Monday, June 27, 2011

What do you feed a 1 year old?

The post below was written at the end of June, but I forgot to finish and post it.

There have been a lot of changes with Annika's eating since my last post, so I will try to be brief while trying to include everything.
After she came off her liquid diet, she was immersed into foods pretty quickly. The first week was stage 1 baby foods only. The second week was stage 2 foods plus some yogurt. Annika did really well with these, although she developed some preferences to some foods over than others (just like any baby will do I imagine). The third week was stage 3 baby foods and "anything you can squish between your fingers" according to the doctors. I wish the doctor would have given me a list of foods because I had a hard time coming up with things that qualified. We tried bananas, jello, chunkier yogurt, and pasta, but she pretty much rejected everything that came her way. Even some of the stage 3 foods were too much for her to handle.
We struggled for a week, and the fourth week was time for her to eat ANYTHING she wanted! Ross and I were so excited for her, and we wondered what foods she would really latch onto. It turns out that the doctor sort of glorified this stage. He said she could eat anything she wanted, but did not mention that she might not want any of it at all! This was the case with Annika. I think Ross and I were so excited, we figured she would be too. But when we started introducing new things, like peaches, waffles, raisins, grilled cheese, and so on, she refused everything we gave her. The one thing she really like was animal crackers (which she had before her palate surgery, so it was familiar). For about 1 week, she ate nothing besides yogurt and animal crackers. Every meal I ate, I put something new in front of her. Things I heard that other babies liked was proving to be unsuccessful for her. After a week, I called Dr. Mann's office to see if we should start food therapy (always jumping to the extreme I guess). After answering a few of the nurses questions, I was let down gently..."It sounds like she just has an extreme preference." She also reassured me that this is more common in babies with clefts, and I should not worry yet. I was advised to put the animal crackers away, and only take them out for desserts or rewards for eating the desired food. Ross and I obeyed, and the stubborn nature that Ross and my parents talk about us having as kids came out in Annika. She sat at dinner with plenty of delicious foods in front of her, and a few times she ate nothing. Other days, she would try a bite by force with animal crackers as the reward for not spitting it back out. There was even one night where we gave her 7 time out for throwing the one piece of food that was on her tray for her to eat.

+ + + +

» ASSIGNMENT
Continue the blog post about Annika's eating after her palate surgery, picking up right after its final sentence.

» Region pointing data
+ + + +

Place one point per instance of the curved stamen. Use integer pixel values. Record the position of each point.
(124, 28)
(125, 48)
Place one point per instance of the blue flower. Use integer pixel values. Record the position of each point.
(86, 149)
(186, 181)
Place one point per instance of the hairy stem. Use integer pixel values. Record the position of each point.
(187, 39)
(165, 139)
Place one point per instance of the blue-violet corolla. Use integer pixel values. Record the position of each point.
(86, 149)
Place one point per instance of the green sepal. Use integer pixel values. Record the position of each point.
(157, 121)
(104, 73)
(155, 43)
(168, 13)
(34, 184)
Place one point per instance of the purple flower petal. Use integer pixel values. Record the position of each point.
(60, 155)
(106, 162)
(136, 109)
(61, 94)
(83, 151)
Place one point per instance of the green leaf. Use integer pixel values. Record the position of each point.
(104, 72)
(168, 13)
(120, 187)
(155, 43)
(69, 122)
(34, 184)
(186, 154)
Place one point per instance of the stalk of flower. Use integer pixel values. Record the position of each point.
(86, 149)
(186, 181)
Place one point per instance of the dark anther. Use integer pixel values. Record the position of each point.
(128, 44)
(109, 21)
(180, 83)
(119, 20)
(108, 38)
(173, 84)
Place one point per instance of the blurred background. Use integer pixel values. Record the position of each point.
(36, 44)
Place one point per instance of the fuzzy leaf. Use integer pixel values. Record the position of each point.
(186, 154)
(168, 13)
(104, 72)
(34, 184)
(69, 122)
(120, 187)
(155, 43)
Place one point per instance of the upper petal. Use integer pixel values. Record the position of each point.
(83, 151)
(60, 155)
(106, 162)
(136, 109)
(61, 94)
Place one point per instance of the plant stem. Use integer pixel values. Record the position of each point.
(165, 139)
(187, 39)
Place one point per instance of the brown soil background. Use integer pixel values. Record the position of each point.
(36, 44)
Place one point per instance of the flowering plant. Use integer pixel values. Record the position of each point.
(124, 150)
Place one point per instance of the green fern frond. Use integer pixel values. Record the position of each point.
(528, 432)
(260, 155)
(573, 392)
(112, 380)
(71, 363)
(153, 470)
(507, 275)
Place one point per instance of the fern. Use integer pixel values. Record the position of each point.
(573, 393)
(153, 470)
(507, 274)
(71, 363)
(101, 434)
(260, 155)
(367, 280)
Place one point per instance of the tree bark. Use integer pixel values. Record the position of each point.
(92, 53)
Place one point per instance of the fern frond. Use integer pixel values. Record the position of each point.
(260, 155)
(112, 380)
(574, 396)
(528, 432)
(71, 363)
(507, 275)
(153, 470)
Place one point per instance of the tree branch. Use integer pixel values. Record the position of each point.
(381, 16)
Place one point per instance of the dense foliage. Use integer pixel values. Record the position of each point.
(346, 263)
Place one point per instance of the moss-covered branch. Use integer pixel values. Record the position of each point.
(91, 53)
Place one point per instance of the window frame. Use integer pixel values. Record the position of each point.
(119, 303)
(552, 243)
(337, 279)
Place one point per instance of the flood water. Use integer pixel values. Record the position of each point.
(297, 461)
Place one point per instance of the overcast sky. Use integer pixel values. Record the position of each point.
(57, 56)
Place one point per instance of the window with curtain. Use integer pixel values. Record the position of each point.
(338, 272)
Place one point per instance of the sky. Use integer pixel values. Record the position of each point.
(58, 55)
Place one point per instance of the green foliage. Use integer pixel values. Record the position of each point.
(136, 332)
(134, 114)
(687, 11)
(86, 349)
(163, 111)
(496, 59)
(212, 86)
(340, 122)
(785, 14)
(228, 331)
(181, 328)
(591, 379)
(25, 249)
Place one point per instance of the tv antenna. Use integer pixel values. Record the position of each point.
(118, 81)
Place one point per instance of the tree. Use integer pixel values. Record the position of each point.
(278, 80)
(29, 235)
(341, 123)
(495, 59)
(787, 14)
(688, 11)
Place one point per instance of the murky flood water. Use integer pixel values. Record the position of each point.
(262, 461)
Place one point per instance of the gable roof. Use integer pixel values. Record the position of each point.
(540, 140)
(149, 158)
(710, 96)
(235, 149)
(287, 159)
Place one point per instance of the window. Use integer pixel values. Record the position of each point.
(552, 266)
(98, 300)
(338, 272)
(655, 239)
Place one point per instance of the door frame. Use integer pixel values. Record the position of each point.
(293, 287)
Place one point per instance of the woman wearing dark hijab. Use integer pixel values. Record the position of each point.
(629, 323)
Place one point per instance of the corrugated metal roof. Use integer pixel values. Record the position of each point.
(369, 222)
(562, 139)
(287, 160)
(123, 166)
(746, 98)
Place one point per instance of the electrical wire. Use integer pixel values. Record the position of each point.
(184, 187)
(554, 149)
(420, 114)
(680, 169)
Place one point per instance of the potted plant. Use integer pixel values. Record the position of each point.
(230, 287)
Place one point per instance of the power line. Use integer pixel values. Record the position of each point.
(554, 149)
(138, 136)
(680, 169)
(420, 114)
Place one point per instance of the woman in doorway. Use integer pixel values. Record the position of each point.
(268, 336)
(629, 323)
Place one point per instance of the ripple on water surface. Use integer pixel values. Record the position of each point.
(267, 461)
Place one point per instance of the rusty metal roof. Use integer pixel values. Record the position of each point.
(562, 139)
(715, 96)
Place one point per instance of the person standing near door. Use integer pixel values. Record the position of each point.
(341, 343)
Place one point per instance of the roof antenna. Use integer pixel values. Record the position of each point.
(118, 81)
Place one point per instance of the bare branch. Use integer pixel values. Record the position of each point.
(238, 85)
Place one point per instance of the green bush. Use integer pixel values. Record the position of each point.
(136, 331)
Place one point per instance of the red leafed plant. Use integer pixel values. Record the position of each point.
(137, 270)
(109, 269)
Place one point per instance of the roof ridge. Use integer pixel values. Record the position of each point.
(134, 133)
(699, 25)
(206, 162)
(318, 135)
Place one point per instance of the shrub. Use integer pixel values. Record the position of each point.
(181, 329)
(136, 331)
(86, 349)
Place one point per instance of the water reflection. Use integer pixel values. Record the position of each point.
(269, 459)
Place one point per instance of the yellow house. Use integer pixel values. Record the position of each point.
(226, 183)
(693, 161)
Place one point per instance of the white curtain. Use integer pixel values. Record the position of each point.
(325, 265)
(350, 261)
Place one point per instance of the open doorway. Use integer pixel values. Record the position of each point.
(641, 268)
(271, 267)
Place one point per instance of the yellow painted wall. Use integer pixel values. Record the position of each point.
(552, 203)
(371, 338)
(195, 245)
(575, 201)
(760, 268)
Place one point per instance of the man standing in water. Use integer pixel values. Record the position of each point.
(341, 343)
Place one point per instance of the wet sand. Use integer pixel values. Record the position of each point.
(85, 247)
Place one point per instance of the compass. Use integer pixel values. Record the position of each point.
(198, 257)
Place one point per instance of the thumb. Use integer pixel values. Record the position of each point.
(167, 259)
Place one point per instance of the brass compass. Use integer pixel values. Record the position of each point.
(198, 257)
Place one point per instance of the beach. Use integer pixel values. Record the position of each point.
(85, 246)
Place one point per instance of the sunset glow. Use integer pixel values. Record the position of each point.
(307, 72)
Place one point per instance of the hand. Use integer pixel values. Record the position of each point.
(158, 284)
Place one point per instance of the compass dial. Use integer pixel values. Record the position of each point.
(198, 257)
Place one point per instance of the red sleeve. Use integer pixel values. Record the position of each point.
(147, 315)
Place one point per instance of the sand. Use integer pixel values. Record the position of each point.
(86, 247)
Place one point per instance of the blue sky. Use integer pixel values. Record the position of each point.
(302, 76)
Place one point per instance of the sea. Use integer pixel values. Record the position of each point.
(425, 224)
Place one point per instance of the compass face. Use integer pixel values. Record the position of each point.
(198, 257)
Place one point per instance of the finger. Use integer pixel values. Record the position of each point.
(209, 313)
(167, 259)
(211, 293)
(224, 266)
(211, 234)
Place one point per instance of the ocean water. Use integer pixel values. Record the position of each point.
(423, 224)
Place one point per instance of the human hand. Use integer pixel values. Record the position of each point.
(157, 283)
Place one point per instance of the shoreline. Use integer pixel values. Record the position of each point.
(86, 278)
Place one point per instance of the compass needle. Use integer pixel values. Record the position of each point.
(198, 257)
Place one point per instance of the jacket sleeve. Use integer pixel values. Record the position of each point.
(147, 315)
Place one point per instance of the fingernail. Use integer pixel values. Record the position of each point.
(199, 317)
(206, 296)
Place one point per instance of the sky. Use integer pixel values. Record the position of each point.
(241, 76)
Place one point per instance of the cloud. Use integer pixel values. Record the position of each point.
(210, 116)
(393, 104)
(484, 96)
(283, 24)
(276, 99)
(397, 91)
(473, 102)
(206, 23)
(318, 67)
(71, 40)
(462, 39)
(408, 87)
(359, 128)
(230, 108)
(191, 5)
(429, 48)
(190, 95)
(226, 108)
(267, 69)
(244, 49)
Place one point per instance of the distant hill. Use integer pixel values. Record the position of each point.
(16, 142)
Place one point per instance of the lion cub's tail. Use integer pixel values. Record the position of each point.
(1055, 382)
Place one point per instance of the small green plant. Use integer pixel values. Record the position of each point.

+ + + +

» RESPONSE TO THE EXERCISE
Finally, by some miraculous parenting skills, or maybe prayer, Annika ate an entire meal without coaxing or objections Saturday night. She ate a hot dog, lima beans, and tried an apple all on her own free will! I can't describe the elation and relief Ross and I felt Saturday night as we sat and had our first pleasant real meal as a family. Since then, she has been open to trying many more things, although fruit is still a little hurdle (I think the slippery, slimy texture still freaks her out a little).
For now, we are continuing to explore new and exciting foods. The timing of this process could not have been mapped out more perfectly. If I would have had it my way, palate surgery would have been April 19 as originally scheduled, but with that earlier surgery would have been food struggles while I was still working. Being able to take my time and devote my patience to such an important step is invaluable to me, and I am so thankful I'm not the one in charge.